# Aim of the task
Give every line of the records exactly, please, from the first up to and including the one containing "negative clicks: (47, 144) (28, 140)".

[Stored data entries]
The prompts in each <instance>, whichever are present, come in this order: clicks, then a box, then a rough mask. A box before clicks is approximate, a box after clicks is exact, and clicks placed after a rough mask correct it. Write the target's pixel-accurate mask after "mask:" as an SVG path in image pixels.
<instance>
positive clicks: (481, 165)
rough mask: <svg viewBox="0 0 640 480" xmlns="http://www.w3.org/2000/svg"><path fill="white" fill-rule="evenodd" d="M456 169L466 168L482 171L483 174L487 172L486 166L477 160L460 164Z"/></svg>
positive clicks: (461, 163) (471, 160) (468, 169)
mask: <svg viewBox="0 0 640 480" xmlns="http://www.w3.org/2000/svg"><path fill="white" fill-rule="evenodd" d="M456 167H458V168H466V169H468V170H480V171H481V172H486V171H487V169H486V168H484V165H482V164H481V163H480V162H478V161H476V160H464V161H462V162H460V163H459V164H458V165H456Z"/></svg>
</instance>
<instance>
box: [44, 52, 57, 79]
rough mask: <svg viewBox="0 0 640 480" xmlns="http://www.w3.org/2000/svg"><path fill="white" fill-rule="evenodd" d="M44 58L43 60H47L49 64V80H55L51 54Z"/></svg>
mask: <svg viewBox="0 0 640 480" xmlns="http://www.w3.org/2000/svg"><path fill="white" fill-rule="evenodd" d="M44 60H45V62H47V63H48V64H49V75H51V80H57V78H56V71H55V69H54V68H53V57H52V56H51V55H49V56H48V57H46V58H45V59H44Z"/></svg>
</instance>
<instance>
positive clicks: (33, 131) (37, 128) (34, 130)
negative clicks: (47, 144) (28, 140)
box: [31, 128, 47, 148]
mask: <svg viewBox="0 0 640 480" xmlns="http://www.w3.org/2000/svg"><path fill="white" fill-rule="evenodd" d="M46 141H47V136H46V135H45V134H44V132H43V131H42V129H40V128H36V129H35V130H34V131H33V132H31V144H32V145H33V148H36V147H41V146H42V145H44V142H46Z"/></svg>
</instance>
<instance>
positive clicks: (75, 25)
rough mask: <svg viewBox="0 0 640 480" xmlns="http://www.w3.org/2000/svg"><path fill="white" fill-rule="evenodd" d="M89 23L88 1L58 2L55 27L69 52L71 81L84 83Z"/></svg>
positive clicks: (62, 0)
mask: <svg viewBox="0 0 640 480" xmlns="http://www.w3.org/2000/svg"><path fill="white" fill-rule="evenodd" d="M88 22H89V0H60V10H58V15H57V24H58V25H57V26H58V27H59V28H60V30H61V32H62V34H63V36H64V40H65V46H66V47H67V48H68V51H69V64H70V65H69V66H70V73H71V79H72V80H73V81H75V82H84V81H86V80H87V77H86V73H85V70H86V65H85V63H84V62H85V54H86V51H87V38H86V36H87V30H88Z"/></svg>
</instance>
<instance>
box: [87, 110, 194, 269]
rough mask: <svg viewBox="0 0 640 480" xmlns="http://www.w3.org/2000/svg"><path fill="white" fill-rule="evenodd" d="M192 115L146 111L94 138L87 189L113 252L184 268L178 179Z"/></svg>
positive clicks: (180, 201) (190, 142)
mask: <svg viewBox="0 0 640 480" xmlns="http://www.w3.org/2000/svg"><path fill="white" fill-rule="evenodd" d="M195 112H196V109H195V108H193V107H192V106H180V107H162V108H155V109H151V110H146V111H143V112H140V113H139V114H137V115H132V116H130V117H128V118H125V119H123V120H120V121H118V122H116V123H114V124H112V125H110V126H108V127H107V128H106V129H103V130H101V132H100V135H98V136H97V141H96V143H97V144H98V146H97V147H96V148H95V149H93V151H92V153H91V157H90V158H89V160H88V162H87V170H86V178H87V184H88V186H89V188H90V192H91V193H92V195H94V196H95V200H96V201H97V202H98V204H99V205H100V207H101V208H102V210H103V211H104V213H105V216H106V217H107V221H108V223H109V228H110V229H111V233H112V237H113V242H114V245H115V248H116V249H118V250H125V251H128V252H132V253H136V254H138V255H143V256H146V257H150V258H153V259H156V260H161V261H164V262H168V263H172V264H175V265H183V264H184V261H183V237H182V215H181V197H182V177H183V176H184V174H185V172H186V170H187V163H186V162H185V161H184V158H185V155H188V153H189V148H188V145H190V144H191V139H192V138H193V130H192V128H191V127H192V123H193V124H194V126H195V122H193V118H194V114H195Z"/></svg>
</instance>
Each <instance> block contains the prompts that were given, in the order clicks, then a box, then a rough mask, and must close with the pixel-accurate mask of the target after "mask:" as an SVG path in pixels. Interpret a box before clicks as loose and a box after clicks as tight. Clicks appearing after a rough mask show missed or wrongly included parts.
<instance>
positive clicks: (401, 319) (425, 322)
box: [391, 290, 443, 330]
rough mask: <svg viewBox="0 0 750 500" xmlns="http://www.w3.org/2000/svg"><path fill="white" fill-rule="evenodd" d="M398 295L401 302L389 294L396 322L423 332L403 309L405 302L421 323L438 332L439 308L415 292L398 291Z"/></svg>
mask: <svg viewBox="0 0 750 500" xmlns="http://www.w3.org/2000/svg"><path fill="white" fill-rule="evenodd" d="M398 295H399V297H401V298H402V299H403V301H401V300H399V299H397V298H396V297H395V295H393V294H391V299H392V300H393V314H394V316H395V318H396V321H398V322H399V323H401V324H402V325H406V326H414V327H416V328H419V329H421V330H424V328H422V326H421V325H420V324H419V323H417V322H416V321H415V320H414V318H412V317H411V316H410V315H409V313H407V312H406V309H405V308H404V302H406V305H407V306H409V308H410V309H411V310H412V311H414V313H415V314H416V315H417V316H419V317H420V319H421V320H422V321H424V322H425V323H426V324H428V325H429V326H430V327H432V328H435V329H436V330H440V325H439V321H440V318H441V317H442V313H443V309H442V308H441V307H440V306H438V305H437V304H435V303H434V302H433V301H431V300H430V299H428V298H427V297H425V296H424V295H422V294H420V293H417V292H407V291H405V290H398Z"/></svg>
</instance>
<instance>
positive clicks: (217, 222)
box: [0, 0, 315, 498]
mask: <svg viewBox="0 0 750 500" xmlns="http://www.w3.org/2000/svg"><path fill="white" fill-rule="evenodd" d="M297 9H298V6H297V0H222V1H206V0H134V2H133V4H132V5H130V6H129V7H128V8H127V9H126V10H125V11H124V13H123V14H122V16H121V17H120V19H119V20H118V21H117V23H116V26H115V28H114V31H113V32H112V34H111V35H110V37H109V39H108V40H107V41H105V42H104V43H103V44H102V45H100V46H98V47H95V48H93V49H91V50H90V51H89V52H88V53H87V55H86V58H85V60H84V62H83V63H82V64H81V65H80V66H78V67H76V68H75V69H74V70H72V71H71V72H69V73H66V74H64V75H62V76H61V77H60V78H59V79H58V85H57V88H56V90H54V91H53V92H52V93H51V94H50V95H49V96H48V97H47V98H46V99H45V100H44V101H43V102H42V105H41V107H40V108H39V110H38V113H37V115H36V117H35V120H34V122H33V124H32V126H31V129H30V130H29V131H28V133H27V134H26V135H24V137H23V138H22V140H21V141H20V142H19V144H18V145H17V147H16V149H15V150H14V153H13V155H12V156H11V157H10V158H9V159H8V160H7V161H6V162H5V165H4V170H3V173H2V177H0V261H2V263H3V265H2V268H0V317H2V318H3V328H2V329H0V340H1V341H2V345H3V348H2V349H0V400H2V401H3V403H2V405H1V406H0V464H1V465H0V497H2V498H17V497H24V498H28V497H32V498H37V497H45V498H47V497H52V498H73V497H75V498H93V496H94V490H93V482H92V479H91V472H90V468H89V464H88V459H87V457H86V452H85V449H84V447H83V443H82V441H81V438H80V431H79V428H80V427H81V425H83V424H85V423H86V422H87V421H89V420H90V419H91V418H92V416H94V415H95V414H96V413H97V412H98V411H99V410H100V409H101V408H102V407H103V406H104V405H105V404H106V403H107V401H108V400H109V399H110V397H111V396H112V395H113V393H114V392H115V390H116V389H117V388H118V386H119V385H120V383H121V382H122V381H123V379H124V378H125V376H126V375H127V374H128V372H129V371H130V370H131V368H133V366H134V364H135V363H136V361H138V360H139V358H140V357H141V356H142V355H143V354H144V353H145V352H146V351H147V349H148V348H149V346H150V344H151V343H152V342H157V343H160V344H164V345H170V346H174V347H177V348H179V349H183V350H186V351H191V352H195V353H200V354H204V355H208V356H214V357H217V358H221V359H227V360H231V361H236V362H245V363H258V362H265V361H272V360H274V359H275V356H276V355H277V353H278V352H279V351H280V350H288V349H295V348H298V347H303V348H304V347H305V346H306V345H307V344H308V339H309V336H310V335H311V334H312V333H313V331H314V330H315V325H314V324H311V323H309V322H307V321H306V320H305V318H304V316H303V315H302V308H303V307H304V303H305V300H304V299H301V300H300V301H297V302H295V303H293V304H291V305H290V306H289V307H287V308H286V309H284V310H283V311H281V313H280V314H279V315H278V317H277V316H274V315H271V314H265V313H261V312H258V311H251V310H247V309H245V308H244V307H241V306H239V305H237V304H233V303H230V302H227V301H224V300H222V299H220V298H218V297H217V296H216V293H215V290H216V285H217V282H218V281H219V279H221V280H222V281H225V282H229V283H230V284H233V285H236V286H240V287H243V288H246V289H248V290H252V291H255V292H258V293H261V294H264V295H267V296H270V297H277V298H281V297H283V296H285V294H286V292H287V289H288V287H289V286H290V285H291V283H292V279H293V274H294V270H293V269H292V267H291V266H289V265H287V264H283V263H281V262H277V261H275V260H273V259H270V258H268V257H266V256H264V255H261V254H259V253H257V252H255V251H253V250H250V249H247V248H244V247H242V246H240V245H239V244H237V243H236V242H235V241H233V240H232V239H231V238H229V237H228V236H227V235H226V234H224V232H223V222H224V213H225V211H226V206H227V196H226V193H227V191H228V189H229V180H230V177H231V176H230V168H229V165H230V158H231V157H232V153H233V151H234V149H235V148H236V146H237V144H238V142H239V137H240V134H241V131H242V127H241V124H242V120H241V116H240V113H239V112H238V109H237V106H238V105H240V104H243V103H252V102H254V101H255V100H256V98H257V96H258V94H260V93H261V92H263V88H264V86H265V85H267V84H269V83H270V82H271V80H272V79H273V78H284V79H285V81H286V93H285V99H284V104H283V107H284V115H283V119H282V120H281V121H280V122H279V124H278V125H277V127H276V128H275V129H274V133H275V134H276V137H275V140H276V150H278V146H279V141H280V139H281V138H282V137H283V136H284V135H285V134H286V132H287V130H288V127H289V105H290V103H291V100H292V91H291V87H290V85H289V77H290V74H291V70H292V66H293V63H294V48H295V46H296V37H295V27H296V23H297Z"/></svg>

# Reply
The prompts in each <instance>, whichever are present, come in this order: clicks, then a box, then a rough mask. A box before clicks is approximate, a box after clicks is exact, and clicks placed after a rough mask correct it. Write the target's pixel-accurate mask after "mask:" as an SVG path in image pixels.
<instance>
positive clicks: (481, 165)
rough mask: <svg viewBox="0 0 640 480" xmlns="http://www.w3.org/2000/svg"><path fill="white" fill-rule="evenodd" d="M456 169L466 168L482 171L483 174L487 172L486 166L477 160L460 164Z"/></svg>
positive clicks: (461, 163) (471, 160) (468, 169)
mask: <svg viewBox="0 0 640 480" xmlns="http://www.w3.org/2000/svg"><path fill="white" fill-rule="evenodd" d="M456 167H458V168H466V169H468V170H480V171H481V172H486V171H487V169H486V168H484V165H482V164H481V163H480V162H478V161H476V160H464V161H462V162H460V163H459V164H458V165H456Z"/></svg>
</instance>
<instance>
box: [44, 52, 57, 79]
rough mask: <svg viewBox="0 0 640 480" xmlns="http://www.w3.org/2000/svg"><path fill="white" fill-rule="evenodd" d="M44 58L43 60H47L49 64V80H55L51 54Z"/></svg>
mask: <svg viewBox="0 0 640 480" xmlns="http://www.w3.org/2000/svg"><path fill="white" fill-rule="evenodd" d="M44 60H45V62H47V63H48V64H49V75H51V80H57V78H56V71H55V69H54V68H53V57H52V56H51V55H49V56H48V57H46V58H45V59H44Z"/></svg>
</instance>
<instance>
positive clicks: (33, 131) (37, 128) (34, 130)
negative clicks: (47, 144) (28, 140)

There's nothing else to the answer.